Re-Blogged From The Middle East News Service
The Syrian Civil War has been transformed into a regional and -more recently- an international conflict. Its international background took a new form when Russia decided to undertake its own aistrikes operations in Syria with the aid of Iran and Iraq.
The Cold war’s two pole international system- USA vs Russia and satellites– is no longer relevant just as the map of this world’s geopolitics designed in the aftermath of the communism’s fall. Today we cannot explain an event through only one cause and effect relationship. There are many interpretations which overlap, contradict and complete each other. This is especially true regarding the Syrian crisis, that rising of ISIS (Daech) terrorist group in Syria and Iraq and the direct or indirect intervention of regional powers and external powers in the region.
However, it is possible to attempt to provide some clarity in a changing and complex crisis, while the simplification risk exists and is an instrument that must be handled with great care: The recent conflicts in the region could be outlined in three poles: the religious conflict between Sunnis and Shiites; a confrontation for regional domination; and a show of strength (cold war tactics) between the West (the United States) and Russia.
An explanation through the religious conflict between Sunnis and Shiites is tempting but remains partial
Perhaps the Sunni-Shiite rivalry provides an important key while trying to understand Middle East modern conflicts. The Shiites of Iran &Iraq, the Lebanese Hezbollah, the Alawites (formed by a division of Shiism, whose recognition as Muslims became official just in the middle of the last century who originated the President Assad’s clan in Syria, ) are “fighting” against Sunnis.

▶ _GOALS_
**A)** In the article on the Syrian conflict, which three poles are the recent conflicts in the region outlined in?
**B)** Extend the article on the Syrian conflict, beginning immediately after its final sentence.

▶ _RECORDS SUPPLIED_
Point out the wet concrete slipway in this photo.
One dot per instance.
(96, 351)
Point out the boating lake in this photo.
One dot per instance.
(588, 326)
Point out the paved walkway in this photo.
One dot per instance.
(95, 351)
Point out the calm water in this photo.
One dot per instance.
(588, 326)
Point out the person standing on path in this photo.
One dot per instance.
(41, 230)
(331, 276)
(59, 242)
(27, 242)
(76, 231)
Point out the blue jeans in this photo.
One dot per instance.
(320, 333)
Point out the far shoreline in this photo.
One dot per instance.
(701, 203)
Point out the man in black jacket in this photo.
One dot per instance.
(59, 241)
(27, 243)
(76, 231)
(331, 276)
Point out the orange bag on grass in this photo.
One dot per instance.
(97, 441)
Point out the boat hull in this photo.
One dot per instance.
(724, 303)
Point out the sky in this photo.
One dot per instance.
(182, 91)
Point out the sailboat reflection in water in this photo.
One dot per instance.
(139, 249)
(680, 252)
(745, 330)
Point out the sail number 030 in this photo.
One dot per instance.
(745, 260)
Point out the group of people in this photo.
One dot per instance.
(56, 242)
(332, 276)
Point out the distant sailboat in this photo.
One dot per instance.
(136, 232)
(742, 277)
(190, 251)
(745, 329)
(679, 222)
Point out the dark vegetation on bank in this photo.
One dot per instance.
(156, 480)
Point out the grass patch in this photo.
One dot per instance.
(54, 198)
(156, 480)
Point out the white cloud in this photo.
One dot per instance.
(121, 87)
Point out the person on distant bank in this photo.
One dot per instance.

---

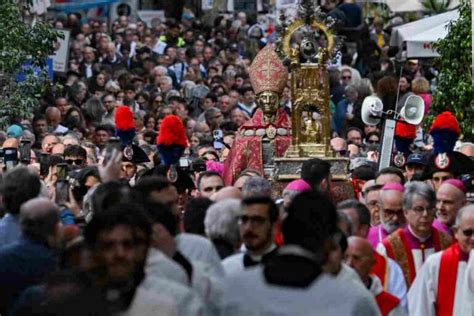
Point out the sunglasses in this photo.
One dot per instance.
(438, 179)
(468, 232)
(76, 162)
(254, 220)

▶ _RESPONSES BY TASK_
**A)** They are the religious conflict between Sunnis and Shiites, a confrontation for regional domination, and a show of strength between the West (the United States) and Russia.

**B)**
The Alawite sect of Shia Islam has the second highest religious following in the Syrian Arab Republic and remains at the heart of the Assad regime's grassroot support.
The division between Sunnis and Shiites began after the death of the Prophet Mohammed some 1,400 years ago, as a disagreement about who should succeed him. The Sunnis felt that Abu Bakr, a close friend of the prophet's, ought to be the next Muslim leader.But the Shiites claimed that Mohammed had annointed his son-in-law, Ali, as his rightful successor. The Sunnis won out, but a split was born, and that rift was cemented when Ali's son was later killed by the ruling Sunni's troops -- an event which the Shiites commemorate every year. Fast-forward more than a thousand years, and the situation is worse than ever. According to a poll by Pew Research, some 40% of Sunnis don't even regard Shiites as real Muslims.
One hundred years ago, around the time of the First World War, the Middle East was carved up in a Franco-British pact called the Sykes-Picot Agreement. But the Europeans had little interest in understanding the religious and ethnic intricacies of the Middle East when they divided up the region. Still, these arbitrary borders became the blueprint for today’s maps.
The Shiites were divided primarily among Iran, Iraq and Lebanon, with Alawites (an off-shoot of Shia Islam) in Syria. This area has come to be known as the Shia crescent.
Sunni Muslims make up the bulk of the population of other countries in the region, with pockets of Shiites scattered among them.
As you might expect, problems arise in countries where both sects are vying for power, or one feels oppressed. In Syria, for example, a Sunni majority has been ruled for the last 45 years by an Alawite minority.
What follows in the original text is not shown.